ARTICLE
____

A typical computer forensics case deals with a tremendous amount of data and whether we analyze it in an automated fashion or walk our way through evidence manually we are pretty much wasting our time until we finally find the first clue. Purists could say here that we are not really wasting our time as we are slowly ruling out the possibilities and they are right, but I hope they will agree that such analysis are not fun. It can be quite frustrating, and more so as we know that finding that first trace of suspicious activity is what will shape further analysis – in fact it is what really kicks off the proper investigation (and this is also where the fun begins ).

But finding that first piece of puzzle is not a trivial task. For many reasons. If you are lucky you may find malware still running in memory, the evidence has not been contaminated, or the clues are all over the place. In many cases though, the evidence may have been already contaminated by the attackers or ‘helpful’ IT staff that cleaned up the system before the data acquisition. There may be no malware involved at all as the case is dealing with a contraband, fraud, plagiarism or other issues. Also, in many production environment there is a lot changes introduced to the system on regular basis (e.g. via system updates, transaction records, logs, etc.), often saved into separate files generating large amount of small files. Analyzing such systems can be a real nightmare (e.g. a hundreds of thousands files on a single file systems).

Over the years  investigators designed many techniques to sift through the data and adapted them into many useful tools and methodologies. We have got Timelines, Filetyping, various filtering, Least Frequency of Occurrence, and many other system- or artifact-specific analysis e.g. these of processes, registry, prefetch files etc.

A typical Windows system is a mess. Operating system files, applications, user profiles, data copied all over the place by users (often many of them), followed by the content of temp folders, cache directories, recycled folders, admin scripts, registry clutter, and production data (if it applies). And lots more.

How to reduce this data into something useful?

One easy way to make some sense of it is by using filtering e.g. by file typing. Files with specific extensions can be grouped together and such groups assessed one by one. This may work, but is also very inefficient. There could be literally hundreds of thousands files of the same file extension. There are also hundreds, often thousands of different file extensions on the system. On top of that, file extension is not necessary indicative of a file content (.exe file doesn’t need to be an executable, and pictures or executable can be stored in files with misleading extensions).

Another way to look at the file system is to realize that file system changes are logically grouped and often happen in an atomic or almost-atomic way i.e. all at once within a short period of time – forming pretty much a sequence of ‘file system updates’. These are clusters we will try to focus on here. These updates often happen on regular intervals and affect only specific paths. Knowing that one can try to build an improved timeline, based not on all timestamps, but on ranges of timestamps.

First, an example of a typical timeline is shown below – one can see that I have copied grep.exe to the system together with  Cygwin DLLs that are necessary to run the grep.exe (as it was unable to resolve dependencies). I then ran it (as see with a Prefetch files). Next, I copied sleuthkit binaries into a tools directory and ran fls.exe creating a list file that I used for the purpose of this article.

____

MATERIAL
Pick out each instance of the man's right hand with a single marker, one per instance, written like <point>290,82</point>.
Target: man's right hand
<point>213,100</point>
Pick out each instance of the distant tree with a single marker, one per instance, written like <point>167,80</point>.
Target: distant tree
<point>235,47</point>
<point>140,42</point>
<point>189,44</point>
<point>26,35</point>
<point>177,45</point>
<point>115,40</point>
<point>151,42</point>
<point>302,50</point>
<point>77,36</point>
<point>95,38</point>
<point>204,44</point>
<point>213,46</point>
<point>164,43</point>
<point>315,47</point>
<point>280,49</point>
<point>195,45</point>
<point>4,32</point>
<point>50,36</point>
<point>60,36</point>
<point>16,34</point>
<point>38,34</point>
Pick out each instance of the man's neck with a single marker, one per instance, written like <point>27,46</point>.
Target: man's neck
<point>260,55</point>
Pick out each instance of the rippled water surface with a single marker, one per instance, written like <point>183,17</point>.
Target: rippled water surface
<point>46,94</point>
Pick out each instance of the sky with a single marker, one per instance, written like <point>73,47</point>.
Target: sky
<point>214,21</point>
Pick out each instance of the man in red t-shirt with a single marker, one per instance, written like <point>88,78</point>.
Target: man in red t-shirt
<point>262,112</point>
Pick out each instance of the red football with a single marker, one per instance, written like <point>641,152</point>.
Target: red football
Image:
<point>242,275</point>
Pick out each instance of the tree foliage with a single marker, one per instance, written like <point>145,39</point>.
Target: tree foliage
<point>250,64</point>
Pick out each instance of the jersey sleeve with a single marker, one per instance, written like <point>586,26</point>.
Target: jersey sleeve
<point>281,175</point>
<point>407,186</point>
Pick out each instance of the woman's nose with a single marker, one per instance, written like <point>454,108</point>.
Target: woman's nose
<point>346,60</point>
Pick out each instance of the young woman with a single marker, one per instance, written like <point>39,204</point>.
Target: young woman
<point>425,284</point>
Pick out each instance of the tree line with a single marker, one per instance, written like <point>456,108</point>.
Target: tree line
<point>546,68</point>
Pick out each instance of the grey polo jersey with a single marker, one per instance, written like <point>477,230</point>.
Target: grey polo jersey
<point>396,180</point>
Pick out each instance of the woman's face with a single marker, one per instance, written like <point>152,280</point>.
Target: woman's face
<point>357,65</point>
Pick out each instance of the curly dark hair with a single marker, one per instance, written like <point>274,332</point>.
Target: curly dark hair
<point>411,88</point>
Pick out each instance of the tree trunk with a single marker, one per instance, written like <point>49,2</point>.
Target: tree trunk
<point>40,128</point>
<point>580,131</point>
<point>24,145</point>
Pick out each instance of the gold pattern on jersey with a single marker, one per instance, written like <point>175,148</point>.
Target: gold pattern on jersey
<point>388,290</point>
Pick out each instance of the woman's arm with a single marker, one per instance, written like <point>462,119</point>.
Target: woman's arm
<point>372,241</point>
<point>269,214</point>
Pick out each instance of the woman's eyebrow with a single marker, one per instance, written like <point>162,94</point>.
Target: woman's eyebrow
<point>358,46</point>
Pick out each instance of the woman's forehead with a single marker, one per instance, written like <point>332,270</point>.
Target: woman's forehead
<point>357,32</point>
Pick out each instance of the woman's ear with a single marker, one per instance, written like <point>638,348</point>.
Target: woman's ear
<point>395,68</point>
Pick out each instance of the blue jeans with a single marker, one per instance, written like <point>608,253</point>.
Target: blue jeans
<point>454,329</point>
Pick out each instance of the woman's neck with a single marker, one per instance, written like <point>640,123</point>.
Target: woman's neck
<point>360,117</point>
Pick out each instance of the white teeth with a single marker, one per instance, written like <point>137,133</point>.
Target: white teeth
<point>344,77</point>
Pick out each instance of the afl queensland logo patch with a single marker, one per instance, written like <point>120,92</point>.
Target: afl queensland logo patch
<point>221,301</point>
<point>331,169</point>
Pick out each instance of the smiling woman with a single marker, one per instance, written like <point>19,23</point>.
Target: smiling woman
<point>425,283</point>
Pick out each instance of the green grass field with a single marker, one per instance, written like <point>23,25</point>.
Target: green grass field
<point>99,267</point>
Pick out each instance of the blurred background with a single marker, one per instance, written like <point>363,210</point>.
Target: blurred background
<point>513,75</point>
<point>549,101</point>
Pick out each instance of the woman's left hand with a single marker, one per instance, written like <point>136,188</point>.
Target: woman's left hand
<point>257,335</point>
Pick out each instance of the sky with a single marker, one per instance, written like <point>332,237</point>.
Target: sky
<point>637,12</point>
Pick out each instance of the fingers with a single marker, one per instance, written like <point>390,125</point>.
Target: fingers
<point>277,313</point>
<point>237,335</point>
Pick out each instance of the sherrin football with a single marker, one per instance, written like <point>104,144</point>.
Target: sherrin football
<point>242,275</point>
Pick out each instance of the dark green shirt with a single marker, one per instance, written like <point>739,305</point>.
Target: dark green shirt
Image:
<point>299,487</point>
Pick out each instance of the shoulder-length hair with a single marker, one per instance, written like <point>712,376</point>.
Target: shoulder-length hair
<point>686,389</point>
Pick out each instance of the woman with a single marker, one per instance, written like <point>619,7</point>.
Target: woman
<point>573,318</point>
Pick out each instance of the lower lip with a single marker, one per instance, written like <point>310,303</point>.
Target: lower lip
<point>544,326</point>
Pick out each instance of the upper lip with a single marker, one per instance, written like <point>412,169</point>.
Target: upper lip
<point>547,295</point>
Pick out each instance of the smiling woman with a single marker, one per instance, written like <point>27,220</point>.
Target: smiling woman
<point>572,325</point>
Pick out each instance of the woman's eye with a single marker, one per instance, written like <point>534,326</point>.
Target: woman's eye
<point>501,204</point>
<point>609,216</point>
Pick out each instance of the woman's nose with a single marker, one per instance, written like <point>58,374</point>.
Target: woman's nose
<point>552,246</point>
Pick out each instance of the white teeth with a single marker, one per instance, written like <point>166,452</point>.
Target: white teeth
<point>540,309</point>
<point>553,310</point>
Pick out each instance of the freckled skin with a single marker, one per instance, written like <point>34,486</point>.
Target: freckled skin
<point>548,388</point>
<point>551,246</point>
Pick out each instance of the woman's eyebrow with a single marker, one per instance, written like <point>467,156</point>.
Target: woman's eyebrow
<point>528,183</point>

____

SHORT TASK
In the computer forensics article, what did the author copy to the system along with grep.exe?

RESPONSE
The Cygwin DLLs needed to run grep.exe.